About Us

The Communications Hub for Empowering Distributed Cloud Computing Applications and Research (CHEDDAR) is a new hub dedicated to advancing future communications, and funded by the Engineering and Physical Sciences Research Council (EPSRC) – part of UK Research and Innovation (UKRI).

CHEDDAR is part of a wider c. £40m EPSRC-UKRI investment in the communications technologies of tomorrow: CHEDDAR, TITAN, and HASC are three trailblazing platforms, each initially receiving funding of £3m, they have been put in place to develop innovations in communications systems, while connecting the wider academic, business, and international communities. Please refer to the EPSRC press release for further details: 

https://www.ukri.org/news/6m-boost-for-the-communications-technologies-of-tomorrow

CHEDDAR lies on the interface between communications fundamentals and infrastructures that serve our many communities. Bringing together a spectrum of experts, CHEDDAR aims to build a network that will provide the step change in research and be agile to address new opportunities as they arise.

**Entries supplied**
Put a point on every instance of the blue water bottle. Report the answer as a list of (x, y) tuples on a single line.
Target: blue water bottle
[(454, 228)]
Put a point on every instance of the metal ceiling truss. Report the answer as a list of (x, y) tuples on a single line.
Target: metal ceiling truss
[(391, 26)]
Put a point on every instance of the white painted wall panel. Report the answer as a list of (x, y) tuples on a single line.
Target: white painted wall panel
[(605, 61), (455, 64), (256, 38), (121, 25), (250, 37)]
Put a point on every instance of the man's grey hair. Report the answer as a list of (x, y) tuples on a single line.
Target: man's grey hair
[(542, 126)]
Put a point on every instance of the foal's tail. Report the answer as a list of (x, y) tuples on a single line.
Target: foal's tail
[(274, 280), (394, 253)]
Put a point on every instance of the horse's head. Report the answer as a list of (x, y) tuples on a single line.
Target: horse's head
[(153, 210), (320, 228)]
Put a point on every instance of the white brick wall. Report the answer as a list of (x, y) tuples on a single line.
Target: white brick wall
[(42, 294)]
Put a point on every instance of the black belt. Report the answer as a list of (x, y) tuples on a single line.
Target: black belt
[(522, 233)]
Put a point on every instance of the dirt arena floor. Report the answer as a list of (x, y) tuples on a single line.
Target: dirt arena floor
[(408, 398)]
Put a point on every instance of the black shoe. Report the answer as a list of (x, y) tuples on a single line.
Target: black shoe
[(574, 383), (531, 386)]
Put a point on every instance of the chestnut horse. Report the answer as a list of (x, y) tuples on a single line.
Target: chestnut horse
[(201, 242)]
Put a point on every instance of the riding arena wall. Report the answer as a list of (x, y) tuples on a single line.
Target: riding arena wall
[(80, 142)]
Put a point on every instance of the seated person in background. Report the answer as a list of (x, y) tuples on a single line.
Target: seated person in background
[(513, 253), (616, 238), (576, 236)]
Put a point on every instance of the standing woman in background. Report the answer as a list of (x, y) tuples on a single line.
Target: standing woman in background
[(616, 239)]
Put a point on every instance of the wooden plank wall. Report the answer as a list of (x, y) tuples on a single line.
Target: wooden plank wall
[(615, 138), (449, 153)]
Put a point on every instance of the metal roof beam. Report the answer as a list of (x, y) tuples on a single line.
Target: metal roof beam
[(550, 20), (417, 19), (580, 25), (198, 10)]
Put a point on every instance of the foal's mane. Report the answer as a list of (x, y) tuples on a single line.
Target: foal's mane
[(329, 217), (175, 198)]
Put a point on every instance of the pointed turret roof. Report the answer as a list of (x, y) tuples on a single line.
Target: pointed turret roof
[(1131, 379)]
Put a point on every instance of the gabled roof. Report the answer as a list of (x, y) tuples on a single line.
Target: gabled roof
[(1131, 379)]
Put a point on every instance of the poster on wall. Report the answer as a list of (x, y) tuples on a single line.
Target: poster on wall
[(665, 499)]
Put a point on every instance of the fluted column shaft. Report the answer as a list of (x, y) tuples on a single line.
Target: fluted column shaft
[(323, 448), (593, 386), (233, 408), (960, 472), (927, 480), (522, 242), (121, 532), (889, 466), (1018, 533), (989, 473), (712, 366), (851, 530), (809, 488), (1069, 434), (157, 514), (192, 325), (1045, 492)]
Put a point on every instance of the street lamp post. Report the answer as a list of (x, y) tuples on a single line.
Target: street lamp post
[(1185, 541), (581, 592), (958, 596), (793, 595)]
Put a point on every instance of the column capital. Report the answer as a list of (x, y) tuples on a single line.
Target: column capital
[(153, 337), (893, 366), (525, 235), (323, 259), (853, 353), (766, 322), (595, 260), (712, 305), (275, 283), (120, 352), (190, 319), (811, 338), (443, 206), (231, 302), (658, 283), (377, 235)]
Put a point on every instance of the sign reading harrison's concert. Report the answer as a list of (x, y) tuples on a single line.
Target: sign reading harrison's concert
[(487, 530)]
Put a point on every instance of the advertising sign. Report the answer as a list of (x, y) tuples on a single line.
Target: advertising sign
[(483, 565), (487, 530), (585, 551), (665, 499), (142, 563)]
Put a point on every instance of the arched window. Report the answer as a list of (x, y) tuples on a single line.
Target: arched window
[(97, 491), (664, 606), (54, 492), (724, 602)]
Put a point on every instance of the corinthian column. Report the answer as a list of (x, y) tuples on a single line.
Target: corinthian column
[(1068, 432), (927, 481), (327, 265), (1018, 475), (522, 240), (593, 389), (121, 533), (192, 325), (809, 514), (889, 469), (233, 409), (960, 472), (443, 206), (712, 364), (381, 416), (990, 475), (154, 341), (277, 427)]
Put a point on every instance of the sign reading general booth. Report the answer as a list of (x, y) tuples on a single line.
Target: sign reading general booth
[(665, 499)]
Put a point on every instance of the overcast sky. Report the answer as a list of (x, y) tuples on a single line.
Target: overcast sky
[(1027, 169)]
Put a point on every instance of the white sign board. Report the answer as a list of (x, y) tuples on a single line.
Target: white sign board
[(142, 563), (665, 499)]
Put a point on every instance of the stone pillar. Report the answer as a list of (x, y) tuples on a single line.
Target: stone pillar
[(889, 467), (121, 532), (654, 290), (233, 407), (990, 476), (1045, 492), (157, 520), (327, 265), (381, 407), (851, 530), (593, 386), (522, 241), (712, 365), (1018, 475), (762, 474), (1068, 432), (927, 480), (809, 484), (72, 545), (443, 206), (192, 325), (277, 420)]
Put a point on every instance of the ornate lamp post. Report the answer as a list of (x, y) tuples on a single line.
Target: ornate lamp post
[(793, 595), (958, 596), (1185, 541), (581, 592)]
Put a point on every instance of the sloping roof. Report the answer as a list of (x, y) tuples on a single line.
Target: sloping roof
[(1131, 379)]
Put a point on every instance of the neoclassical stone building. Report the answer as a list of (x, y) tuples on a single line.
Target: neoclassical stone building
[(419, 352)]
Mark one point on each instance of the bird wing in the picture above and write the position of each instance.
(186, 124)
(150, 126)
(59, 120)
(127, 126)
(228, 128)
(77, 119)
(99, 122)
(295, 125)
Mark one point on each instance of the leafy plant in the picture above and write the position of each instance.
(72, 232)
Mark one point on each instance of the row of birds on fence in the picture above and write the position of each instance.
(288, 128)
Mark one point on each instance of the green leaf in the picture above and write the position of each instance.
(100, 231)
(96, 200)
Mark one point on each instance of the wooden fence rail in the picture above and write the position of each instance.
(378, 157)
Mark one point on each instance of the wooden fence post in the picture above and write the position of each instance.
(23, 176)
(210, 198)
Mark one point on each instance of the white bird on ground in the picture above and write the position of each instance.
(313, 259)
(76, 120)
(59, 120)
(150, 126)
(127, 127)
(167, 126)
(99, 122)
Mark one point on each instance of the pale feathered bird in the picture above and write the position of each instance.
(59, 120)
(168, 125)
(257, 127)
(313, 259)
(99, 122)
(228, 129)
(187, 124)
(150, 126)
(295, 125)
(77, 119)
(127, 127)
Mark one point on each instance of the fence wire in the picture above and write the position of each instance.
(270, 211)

**Task objective**
Using the About Us text above, decide whether each statement agrees with it: (a) CHEDDAR is funded by a council that is part of UK Research and Innovation; (b) TITAN and HASC each initially received £5m; (c) CHEDDAR sits at the interface between communications fundamentals and infrastructures. For each, answer yes or no and quote the deciding words.

**Problem solution**
(a) Yes: "funded by the Engineering and Physical Sciences Research Council (EPSRC) – part of UK Research and Innovation (UKRI)"
(b) No: "each initially receiving funding of £3m"
(c) Yes: "CHEDDAR lies on the interface between communications fundamentals and infrastructures that serve our many communities"